--- MATERIAL PROVIDED ---

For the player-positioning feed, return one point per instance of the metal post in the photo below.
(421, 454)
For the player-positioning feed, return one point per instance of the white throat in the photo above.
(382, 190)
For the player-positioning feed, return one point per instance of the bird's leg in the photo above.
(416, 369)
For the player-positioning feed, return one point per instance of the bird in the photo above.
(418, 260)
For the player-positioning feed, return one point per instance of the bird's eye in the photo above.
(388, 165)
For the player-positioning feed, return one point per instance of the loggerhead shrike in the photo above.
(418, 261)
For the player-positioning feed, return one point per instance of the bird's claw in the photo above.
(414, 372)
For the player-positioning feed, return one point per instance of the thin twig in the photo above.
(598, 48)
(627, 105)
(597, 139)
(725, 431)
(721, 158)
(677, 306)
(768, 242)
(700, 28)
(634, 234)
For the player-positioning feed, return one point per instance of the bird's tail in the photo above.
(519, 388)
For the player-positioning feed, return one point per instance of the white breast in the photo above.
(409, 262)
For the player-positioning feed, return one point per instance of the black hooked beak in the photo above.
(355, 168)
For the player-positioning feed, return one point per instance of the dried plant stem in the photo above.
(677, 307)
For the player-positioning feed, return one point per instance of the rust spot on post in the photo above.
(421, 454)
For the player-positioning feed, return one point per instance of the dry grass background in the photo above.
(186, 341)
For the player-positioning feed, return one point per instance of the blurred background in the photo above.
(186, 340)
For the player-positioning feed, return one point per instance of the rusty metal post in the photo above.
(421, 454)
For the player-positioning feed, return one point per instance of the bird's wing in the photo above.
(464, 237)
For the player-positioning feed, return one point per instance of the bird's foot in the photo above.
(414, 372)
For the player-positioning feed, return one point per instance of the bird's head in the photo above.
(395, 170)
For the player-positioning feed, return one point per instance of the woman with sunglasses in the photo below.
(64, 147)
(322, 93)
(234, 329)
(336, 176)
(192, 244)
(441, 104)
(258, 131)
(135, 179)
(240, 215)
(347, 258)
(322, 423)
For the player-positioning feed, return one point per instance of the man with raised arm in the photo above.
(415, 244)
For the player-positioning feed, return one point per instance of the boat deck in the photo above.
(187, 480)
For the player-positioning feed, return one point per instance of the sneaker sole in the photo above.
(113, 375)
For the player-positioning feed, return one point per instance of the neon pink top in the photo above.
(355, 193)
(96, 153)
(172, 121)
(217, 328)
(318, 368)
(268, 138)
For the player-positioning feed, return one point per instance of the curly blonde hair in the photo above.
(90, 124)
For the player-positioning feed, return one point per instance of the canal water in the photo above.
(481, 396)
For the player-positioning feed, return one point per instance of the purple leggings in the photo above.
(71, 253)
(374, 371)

---

- [SET TASK]: Exactly reproduce all of the entries.

- [SOLUTION TO THIS PROBLEM]:
For the player-positioning feed, return one point per instance of the metal post in the photo below.
(421, 454)
For the player-positioning feed, return one point per instance of the white throat in the photo above.
(382, 190)
For the player-positioning feed, return one point per instance of the bird's leg in the photo above.
(416, 369)
For the player-positioning feed, return one point per instance of the bird in the photo above.
(418, 260)
For the player-positioning feed, return one point per instance of the bird's eye in the photo above.
(388, 165)
For the player-positioning feed, return one point per instance of the loggerhead shrike in the photo above.
(418, 261)
For the player-positioning feed, return one point per instance of the bird's claw in the photo above.
(414, 372)
For the player-positioning feed, return one point per instance of the thin twig in the photo above.
(598, 48)
(627, 105)
(597, 139)
(725, 431)
(721, 158)
(677, 306)
(768, 242)
(700, 28)
(634, 234)
For the player-positioning feed, return one point per instance of the bird's tail in the photo above.
(519, 388)
For the player-positioning feed, return one point per instance of the white breast in the photo above.
(409, 262)
For the player-positioning feed, return one point per instance of the black hooked beak in the photo above.
(355, 168)
For the player-positioning feed, return one point per instance of the dried plant stem in the photo above.
(677, 307)
For the player-positioning feed, return one point per instance of the rust spot on post in the photo above.
(421, 454)
For the player-positioning feed, return one point per instance of the dry grass background in the photo above.
(186, 341)
For the player-positioning feed, return one point per instance of the blurred background in the photo above.
(186, 340)
For the player-positioning feed, return one point per instance of the rusty metal post in the photo above.
(421, 454)
For the player-positioning feed, return one point per instance of the bird's wing in the photo above.
(464, 237)
For the player-positioning feed, return one point per instance of the bird's foot in the photo above.
(414, 372)
For the player-positioning feed, return one point per instance of the bird's head in the photo above.
(395, 170)
For the player-positioning feed, return one point per instance of the woman with sunglasses in the photo below.
(64, 147)
(322, 93)
(234, 329)
(336, 176)
(192, 244)
(441, 104)
(258, 131)
(135, 179)
(240, 215)
(347, 258)
(322, 423)
For the player-positioning feed, return one point per instance of the man with raised arm in the photo above.
(415, 244)
For the player-positioning feed, return one point per instance of the boat deck in the photo above.
(187, 480)
For the player-positioning feed, return one point per instance of the sneaker sole in the photo above.
(113, 375)
For the player-positioning feed, return one point per instance of the neon pink top in the photo above.
(355, 193)
(96, 153)
(172, 121)
(217, 328)
(318, 368)
(268, 138)
For the player-positioning feed, return one point per instance of the curly blonde hair in the photo above.
(90, 124)
For the player-positioning feed, return one point per instance of the canal water in the photo above.
(481, 396)
For the player-positioning feed, return one point per instance of the purple leggings in the photo above.
(71, 253)
(374, 371)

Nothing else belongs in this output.